▶ Task to carry out: Go through the data and count the lines holding the string "below". Write only the number.

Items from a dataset
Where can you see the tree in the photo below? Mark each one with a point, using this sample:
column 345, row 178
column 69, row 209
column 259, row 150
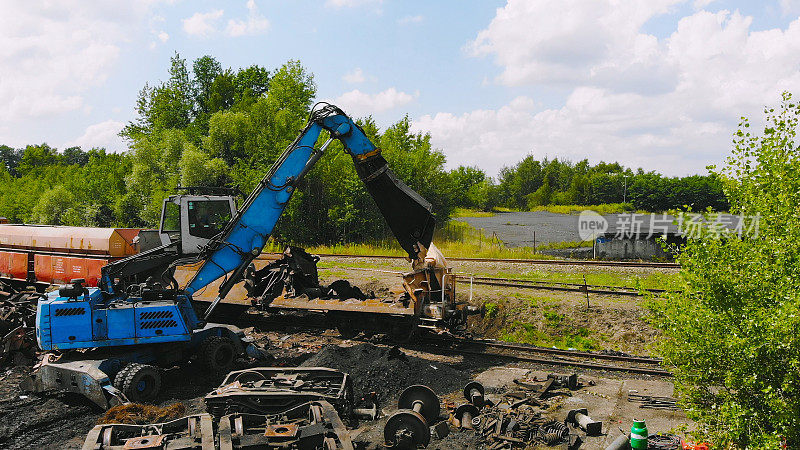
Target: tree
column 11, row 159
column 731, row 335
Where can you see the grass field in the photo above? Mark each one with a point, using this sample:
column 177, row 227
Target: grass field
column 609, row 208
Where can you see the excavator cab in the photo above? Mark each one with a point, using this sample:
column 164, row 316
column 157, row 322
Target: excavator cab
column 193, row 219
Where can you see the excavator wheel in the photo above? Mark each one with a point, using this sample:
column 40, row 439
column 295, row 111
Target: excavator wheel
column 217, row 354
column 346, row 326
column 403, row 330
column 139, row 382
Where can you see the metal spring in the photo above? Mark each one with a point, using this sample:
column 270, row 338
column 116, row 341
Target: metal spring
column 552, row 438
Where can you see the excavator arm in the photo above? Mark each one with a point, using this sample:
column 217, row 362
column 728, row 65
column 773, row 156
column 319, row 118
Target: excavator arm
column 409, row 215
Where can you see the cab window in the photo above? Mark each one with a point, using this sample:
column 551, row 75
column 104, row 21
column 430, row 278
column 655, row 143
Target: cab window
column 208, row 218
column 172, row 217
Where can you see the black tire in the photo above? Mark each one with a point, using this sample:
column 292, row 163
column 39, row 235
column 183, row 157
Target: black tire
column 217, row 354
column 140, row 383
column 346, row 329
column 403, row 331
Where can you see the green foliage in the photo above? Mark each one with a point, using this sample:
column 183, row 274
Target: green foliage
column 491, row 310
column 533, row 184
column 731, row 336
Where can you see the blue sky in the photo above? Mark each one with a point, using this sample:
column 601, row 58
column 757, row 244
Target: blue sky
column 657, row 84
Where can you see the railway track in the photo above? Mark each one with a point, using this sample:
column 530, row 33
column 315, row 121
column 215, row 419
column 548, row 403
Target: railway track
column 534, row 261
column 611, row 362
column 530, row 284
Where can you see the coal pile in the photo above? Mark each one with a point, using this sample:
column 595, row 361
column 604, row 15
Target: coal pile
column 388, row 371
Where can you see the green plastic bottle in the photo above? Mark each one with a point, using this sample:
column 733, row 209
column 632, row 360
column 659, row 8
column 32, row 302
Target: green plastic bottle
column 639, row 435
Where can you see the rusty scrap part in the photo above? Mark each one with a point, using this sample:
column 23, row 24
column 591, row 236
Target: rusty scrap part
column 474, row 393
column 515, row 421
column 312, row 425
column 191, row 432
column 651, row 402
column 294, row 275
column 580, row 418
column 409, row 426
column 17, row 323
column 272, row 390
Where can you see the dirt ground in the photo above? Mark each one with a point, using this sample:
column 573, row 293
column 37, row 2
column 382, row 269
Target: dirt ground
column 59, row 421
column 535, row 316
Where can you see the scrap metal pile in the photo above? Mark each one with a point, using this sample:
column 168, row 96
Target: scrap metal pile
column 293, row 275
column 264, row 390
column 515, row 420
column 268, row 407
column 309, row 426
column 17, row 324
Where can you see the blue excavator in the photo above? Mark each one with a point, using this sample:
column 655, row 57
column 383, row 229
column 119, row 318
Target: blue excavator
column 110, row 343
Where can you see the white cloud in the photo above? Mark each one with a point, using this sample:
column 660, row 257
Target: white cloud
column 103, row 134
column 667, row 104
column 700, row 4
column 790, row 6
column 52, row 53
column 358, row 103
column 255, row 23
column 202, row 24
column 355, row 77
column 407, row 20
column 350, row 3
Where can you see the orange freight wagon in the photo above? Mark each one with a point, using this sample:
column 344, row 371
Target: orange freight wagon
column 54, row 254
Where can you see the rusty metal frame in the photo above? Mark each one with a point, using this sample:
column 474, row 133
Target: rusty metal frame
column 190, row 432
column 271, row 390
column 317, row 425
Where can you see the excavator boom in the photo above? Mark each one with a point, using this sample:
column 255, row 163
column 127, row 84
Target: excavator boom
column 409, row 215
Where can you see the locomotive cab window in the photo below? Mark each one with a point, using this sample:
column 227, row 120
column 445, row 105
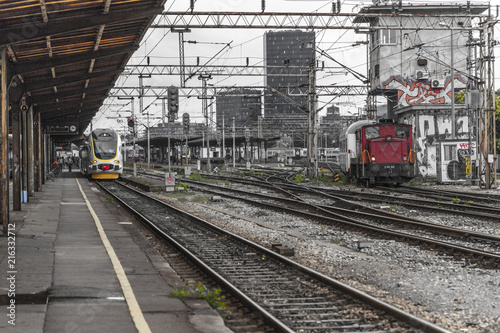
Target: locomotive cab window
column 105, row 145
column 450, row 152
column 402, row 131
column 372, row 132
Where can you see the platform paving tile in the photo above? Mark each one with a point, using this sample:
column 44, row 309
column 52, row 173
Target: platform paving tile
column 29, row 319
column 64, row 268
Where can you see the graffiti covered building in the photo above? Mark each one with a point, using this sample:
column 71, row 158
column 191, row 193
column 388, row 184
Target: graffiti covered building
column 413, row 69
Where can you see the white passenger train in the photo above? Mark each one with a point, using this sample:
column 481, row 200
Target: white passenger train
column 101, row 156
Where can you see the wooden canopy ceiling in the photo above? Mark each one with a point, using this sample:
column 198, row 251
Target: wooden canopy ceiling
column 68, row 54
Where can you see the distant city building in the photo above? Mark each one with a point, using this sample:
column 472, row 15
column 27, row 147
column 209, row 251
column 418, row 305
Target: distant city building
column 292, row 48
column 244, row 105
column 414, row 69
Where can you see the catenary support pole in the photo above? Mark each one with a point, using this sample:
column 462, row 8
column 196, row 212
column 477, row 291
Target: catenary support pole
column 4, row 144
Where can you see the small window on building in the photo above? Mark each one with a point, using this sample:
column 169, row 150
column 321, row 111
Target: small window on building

---

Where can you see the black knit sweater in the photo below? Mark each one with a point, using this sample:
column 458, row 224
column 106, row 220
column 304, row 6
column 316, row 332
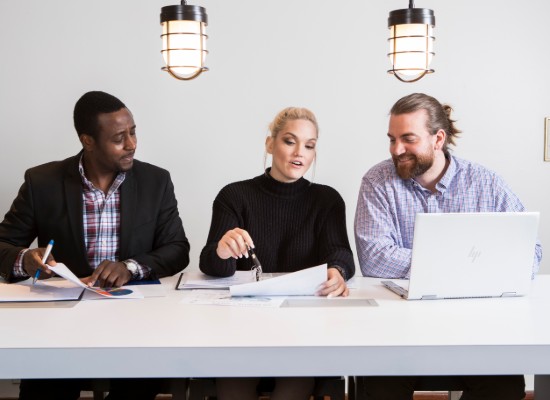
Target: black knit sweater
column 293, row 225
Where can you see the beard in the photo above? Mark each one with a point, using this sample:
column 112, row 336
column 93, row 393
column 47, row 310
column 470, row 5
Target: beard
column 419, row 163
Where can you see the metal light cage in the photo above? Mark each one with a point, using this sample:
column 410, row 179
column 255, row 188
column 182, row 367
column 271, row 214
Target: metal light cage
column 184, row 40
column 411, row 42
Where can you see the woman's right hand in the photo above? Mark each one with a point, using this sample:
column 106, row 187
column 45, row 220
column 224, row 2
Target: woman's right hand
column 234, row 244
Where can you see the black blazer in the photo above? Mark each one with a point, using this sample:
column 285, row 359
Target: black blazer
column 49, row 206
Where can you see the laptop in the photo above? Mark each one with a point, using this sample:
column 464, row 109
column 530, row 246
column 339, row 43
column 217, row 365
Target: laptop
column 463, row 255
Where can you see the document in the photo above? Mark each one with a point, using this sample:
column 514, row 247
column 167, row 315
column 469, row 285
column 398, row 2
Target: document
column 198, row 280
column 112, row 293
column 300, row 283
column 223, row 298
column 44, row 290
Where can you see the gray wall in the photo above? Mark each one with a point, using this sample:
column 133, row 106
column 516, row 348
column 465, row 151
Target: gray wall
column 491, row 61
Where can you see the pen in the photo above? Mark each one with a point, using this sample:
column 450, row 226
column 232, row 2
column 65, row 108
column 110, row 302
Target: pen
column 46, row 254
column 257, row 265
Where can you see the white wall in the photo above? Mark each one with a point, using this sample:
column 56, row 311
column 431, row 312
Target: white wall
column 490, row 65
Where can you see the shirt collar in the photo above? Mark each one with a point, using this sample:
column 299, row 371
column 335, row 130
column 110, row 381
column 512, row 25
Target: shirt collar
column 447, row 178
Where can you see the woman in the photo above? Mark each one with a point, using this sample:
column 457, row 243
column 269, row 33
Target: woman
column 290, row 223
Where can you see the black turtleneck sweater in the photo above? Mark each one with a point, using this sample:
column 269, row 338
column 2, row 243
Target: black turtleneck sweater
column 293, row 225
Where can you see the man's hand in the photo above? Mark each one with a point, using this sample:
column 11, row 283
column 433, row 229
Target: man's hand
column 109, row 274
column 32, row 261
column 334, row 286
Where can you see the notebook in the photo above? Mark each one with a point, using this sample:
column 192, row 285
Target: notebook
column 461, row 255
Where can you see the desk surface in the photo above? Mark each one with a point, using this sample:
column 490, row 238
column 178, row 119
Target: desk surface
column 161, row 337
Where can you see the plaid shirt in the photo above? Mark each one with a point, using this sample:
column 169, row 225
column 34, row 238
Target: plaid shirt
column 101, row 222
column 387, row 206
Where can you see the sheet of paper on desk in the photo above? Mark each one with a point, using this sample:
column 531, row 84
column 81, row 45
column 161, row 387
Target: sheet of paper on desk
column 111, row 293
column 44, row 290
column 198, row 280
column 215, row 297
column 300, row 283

▶ Solution for this exercise: 3